● **To do**
Reproduce verbatim everything from the line containing "Target: mown grass" down to the final line below, including both ends.
#### Data extract
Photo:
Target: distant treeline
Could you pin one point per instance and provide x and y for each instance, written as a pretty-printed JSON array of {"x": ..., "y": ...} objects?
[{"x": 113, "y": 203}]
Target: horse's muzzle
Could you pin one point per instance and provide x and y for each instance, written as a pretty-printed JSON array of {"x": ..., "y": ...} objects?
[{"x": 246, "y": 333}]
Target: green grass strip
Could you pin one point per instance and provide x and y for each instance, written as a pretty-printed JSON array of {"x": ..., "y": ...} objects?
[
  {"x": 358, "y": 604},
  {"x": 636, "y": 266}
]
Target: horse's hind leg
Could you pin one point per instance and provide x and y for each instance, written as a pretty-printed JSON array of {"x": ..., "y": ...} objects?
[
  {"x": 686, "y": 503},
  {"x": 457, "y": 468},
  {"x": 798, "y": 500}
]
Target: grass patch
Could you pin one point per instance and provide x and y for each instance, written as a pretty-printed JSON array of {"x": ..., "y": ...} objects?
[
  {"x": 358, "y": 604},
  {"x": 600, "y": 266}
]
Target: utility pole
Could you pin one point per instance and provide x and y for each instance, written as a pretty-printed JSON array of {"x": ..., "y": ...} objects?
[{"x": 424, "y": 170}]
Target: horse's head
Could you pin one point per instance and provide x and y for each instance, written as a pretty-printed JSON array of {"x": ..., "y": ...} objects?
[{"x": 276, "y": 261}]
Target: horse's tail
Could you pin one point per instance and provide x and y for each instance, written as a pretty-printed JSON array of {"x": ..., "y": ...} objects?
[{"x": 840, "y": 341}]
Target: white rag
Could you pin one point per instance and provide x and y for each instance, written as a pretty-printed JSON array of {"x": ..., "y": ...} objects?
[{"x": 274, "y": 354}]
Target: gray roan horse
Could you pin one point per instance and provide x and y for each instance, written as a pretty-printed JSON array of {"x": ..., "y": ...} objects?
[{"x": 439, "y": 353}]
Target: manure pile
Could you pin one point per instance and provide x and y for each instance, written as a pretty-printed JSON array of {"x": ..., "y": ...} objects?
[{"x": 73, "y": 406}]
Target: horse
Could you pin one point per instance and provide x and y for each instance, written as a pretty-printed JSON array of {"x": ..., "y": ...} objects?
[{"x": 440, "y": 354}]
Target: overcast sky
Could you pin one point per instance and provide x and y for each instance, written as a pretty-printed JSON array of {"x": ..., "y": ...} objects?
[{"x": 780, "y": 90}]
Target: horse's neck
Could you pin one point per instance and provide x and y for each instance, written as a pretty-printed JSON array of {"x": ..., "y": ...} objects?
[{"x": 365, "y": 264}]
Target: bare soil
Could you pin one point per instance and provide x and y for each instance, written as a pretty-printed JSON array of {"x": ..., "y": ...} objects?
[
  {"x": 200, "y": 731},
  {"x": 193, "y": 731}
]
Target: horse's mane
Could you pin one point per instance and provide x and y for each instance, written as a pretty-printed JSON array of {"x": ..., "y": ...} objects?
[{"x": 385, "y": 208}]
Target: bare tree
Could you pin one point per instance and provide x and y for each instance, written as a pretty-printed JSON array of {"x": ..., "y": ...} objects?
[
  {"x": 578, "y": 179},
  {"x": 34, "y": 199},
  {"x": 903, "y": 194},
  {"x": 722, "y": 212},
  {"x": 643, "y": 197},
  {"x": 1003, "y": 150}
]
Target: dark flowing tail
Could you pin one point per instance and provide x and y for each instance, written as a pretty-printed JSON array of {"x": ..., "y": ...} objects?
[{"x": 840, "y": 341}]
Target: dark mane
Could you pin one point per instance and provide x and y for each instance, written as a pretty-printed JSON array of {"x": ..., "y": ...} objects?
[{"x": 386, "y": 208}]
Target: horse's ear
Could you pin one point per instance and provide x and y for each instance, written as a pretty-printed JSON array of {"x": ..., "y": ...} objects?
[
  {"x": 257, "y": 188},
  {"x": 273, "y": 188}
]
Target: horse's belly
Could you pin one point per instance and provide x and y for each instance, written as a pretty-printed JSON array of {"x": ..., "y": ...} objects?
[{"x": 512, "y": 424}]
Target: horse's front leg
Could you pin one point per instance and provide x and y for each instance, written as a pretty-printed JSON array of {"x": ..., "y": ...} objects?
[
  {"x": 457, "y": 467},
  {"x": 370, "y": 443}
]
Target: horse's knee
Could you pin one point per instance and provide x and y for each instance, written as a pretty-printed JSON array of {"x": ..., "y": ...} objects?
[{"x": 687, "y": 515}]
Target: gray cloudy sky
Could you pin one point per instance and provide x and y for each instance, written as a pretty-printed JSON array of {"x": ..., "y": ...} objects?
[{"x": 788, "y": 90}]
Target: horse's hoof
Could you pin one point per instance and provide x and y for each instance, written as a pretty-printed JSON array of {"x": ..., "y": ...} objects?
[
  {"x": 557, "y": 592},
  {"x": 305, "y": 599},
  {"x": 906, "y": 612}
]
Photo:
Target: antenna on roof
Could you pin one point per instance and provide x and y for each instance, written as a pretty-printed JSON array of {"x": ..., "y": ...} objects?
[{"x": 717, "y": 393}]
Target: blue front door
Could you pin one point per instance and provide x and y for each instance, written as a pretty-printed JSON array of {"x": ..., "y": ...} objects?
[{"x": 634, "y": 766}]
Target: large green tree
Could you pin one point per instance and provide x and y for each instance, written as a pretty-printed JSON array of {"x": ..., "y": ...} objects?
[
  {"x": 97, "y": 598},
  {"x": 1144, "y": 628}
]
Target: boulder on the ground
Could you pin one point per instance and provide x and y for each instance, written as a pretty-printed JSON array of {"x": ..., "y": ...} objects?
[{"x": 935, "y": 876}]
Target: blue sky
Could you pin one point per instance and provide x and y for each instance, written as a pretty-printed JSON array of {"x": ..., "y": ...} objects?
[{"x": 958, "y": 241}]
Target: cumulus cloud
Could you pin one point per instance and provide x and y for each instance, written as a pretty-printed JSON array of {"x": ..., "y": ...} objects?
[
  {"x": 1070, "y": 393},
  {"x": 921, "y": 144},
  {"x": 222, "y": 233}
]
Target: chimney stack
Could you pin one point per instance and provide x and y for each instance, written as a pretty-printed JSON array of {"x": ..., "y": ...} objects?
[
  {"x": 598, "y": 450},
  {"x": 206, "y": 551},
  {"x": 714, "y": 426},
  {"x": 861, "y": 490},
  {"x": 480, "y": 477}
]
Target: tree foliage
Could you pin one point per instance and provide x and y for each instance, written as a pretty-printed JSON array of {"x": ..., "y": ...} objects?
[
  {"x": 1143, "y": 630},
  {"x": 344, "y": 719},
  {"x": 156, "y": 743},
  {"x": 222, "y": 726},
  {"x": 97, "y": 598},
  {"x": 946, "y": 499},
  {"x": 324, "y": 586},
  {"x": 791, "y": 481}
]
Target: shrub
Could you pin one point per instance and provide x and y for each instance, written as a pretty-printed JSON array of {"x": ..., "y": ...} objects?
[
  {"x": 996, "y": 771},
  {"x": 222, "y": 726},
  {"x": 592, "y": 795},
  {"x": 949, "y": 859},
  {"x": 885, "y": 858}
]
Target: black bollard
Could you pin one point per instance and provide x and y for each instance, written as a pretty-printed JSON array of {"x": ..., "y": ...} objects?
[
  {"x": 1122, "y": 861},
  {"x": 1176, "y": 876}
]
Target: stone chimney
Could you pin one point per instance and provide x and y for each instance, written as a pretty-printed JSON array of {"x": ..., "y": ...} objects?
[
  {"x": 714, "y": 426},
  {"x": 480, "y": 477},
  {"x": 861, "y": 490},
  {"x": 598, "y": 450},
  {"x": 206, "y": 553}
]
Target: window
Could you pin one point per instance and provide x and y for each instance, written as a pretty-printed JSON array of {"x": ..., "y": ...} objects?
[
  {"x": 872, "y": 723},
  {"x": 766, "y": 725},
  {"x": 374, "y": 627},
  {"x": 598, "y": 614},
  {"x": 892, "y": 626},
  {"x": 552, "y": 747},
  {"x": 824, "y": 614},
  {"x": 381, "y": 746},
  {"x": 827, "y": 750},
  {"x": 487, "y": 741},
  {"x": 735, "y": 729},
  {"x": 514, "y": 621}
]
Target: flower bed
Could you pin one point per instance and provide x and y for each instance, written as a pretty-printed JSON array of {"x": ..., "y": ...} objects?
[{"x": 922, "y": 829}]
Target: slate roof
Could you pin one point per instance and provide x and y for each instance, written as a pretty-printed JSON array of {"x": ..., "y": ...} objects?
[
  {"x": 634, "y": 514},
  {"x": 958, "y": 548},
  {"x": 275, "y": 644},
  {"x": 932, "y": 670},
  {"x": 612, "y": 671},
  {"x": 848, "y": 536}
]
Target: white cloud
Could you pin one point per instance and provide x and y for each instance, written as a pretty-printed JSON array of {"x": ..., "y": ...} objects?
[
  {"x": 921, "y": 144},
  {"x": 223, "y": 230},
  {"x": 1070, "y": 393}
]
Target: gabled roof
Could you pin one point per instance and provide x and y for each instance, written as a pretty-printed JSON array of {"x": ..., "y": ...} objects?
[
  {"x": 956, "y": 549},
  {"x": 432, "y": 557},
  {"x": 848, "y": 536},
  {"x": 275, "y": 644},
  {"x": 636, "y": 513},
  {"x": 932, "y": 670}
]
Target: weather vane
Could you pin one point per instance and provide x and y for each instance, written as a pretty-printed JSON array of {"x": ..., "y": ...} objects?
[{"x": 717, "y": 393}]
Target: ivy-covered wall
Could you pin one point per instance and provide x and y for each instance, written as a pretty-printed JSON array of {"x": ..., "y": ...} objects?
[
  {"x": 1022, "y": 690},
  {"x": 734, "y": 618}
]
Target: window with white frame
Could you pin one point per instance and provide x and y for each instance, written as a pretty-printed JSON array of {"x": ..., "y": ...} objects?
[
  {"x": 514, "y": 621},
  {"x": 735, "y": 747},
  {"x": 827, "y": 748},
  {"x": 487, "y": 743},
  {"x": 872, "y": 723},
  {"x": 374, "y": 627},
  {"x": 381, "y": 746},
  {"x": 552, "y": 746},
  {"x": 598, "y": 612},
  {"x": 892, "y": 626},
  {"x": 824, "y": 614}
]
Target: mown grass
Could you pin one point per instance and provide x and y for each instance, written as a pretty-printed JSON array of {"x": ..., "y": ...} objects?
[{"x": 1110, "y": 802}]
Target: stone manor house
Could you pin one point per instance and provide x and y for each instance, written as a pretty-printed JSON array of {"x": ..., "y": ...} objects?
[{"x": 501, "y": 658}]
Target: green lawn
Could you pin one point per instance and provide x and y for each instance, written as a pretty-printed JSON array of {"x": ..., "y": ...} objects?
########
● **Solution**
Target: mown grass
Could you pin one point per instance and provide x and y for each instance, written as a pretty-printed JSON array of {"x": ..., "y": ...} objects?
[{"x": 1110, "y": 802}]
Target: stone manor house
Could you pin one point per instance and provide x and y for each instance, written as a pretty-printed JSON array of {"x": ..., "y": ...} objects?
[{"x": 501, "y": 658}]
Target: green lawn
Could you pin one point per instance and provide x and y for each instance, written as a pretty-printed JSON array of {"x": ..., "y": ...} objects?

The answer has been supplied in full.